• **Excerpt provided**:
((

Article 15 Surviving Cancer & other potholes

“Better the devil you know, than the devil you don’t” – Jack Heath ( The Lab)

ONE week had passed since my fifth (yay!) chemotherapy session and some of the side effects seemed to have increased rather than dissipate by the second week as I had become accustomed to with the previous drug. I was thankful that I wasn’t throwing up or rejecting the smells around me but the Taxol (Paclitaxel) was no walk in the park either.
Just a few minutes after the drug had entered my bloodstream,my throat had begun to feel weird. I kept trying to clear what I presumed was phlegm; a week later and the uncomfortable feeling still existed. I was ecstatic that food smells were once again pleasant and I could pig out as much as I wanted without being worried about stomach cramps, nausea or vomiting; what I did have to worry about were the hives.
The Hives: It was like the new addition in my horror series. The worse side effect of my new drug was a ‘hypersensitivity reaction’ ( fever, chills, facial flushing ,hives). I experienced the facial flushing a few times, it felt like my face was on fire and pasty to the touch. The hives themselves were the killer. They came unexpectedly at any time and random parts of my body were affected. Limacol or anything alcohol based helped to quell the itching for a bit,but then it would return in another area. Even my bare scalp itched. It really was driving me crazy.
I experienced swollen hands and fingers ( more intensely than before) to the point where it was uncomfortable to type on the keyboard; I resorted to sending voice messages instead of texting because of how cumbersome it was to use my fingers. There was also the peripheral neuropathy (numbness and tingling of the hands and feet) that would attack suddenly;the worse episode I experienced were my hands literally cramping up and not being able to straighten my fingers completely for about two minutes. On my worst days I suffered through severe joint pain, a type of myalgia that I could feel literally down to my bones, this intensified with bad weather- the same as arthritic conditions and on my best days, pretty much the same. I couldn’t wait to complete my last three treatments. Essentially getting over being poisoned fortnightly to get better just to do it all over again was emotionally draining. I didn’t know if it was the drug that made me feel down in spirit or just the repetition of this procedure, but I was reaching my mental tolerance level and the persistent hives were doing nothing to help the situation.

))

• **Extracted material**:
((

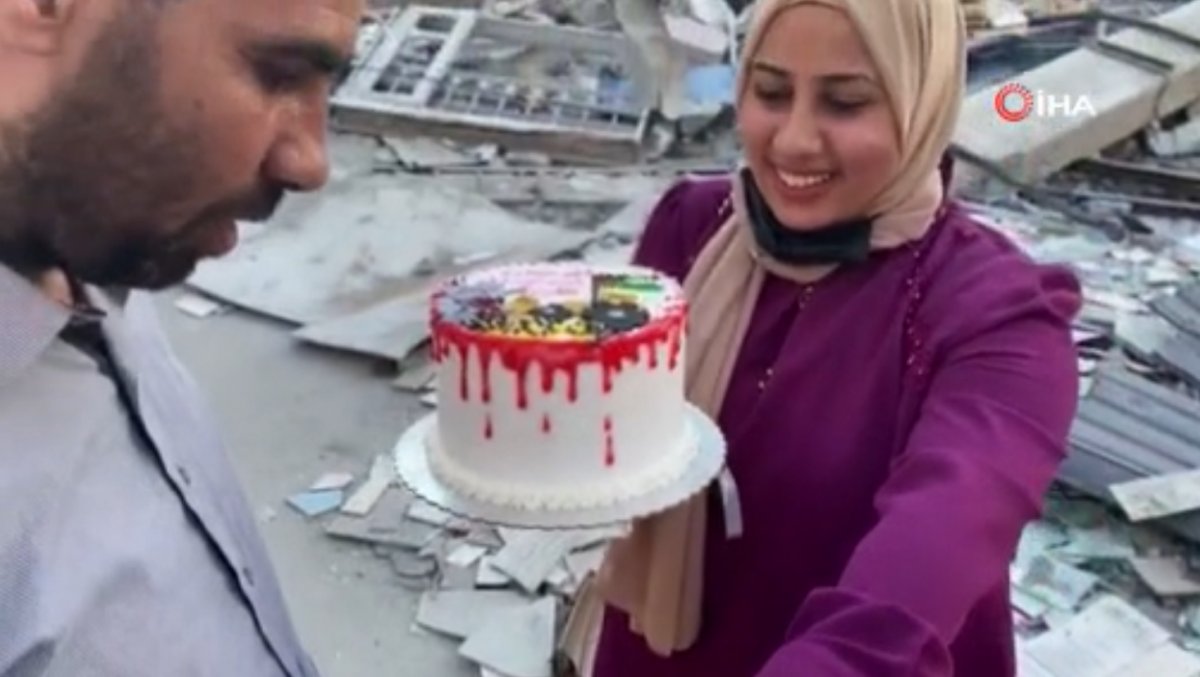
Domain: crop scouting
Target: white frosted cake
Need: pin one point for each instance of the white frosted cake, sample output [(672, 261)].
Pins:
[(559, 385)]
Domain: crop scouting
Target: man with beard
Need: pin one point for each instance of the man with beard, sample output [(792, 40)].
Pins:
[(132, 135)]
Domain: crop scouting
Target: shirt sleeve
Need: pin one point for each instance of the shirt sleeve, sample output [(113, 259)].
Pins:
[(988, 442), (678, 226)]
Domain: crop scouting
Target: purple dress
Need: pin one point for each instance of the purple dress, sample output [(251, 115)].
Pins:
[(889, 438)]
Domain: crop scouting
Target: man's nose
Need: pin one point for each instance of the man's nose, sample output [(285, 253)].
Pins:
[(300, 156)]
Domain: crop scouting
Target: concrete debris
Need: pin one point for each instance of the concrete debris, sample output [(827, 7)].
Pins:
[(198, 306), (503, 593), (315, 503), (1083, 119), (478, 133)]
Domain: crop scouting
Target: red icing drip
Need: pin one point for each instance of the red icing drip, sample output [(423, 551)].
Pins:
[(522, 385), (517, 354), (486, 358), (463, 388), (573, 385), (610, 455), (676, 347)]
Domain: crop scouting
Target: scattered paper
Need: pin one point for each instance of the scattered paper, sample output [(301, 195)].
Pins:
[(461, 612), (466, 555), (378, 480), (1101, 641), (529, 557), (1056, 583), (198, 306), (519, 642), (1168, 576), (1159, 496), (430, 514)]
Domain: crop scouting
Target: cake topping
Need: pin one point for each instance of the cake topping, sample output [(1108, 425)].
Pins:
[(558, 301)]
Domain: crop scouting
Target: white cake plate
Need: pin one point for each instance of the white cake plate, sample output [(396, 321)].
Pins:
[(413, 468)]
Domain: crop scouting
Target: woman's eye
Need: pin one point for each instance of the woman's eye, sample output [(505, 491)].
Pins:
[(846, 106), (772, 95)]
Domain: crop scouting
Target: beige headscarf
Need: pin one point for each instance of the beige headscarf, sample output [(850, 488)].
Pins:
[(919, 51)]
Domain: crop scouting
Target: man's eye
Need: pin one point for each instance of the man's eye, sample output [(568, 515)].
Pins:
[(281, 76)]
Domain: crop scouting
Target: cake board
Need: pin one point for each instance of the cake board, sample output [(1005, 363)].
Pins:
[(414, 472)]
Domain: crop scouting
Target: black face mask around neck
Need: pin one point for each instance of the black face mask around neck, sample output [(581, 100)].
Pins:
[(846, 241)]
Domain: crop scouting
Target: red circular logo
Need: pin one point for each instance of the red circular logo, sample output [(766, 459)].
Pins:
[(1005, 106)]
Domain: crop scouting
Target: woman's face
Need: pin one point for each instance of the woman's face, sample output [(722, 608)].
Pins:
[(816, 125)]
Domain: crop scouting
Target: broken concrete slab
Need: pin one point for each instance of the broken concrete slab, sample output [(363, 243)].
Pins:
[(1126, 100), (316, 503), (381, 475), (519, 642), (415, 82), (1128, 429), (529, 557), (460, 612)]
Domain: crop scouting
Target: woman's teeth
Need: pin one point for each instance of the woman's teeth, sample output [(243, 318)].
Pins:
[(803, 180)]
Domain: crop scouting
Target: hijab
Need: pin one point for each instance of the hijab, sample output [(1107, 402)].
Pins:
[(919, 52)]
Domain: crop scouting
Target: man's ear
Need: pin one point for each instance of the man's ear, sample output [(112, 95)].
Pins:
[(34, 25)]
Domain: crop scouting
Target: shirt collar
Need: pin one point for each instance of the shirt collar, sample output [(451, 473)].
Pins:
[(30, 322)]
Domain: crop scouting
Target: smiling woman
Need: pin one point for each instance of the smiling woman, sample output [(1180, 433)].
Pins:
[(895, 382)]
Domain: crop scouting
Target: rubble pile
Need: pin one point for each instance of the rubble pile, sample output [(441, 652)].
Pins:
[(473, 133), (502, 595)]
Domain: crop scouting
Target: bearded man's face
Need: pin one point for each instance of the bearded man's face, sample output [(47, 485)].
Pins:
[(181, 119)]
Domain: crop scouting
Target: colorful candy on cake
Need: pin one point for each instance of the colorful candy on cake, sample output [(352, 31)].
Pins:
[(559, 384)]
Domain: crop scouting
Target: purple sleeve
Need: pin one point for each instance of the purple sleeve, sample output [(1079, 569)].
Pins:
[(990, 436), (679, 226)]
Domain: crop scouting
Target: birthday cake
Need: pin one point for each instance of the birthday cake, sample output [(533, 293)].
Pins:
[(559, 385)]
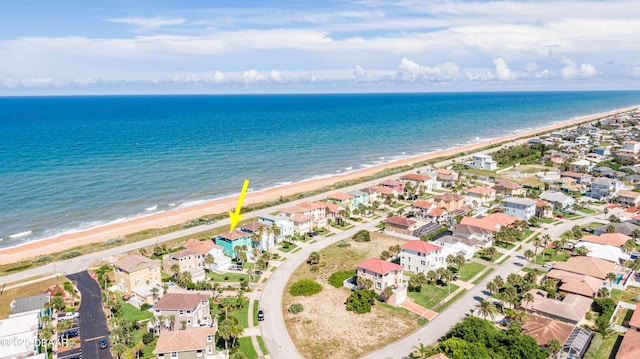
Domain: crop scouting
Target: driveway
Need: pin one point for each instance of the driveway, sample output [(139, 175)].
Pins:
[(93, 323)]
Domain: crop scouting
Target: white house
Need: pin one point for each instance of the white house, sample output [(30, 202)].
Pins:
[(523, 208), (420, 257), (559, 200), (484, 162)]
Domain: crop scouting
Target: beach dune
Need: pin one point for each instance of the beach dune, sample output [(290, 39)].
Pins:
[(56, 244)]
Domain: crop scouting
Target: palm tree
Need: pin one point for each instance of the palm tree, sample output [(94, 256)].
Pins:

))

• **Task item**: In the article about surviving cancer, what eased the itching from the hives for a while? Answer using only the article.

• **Response**: Limacol or anything alcohol based.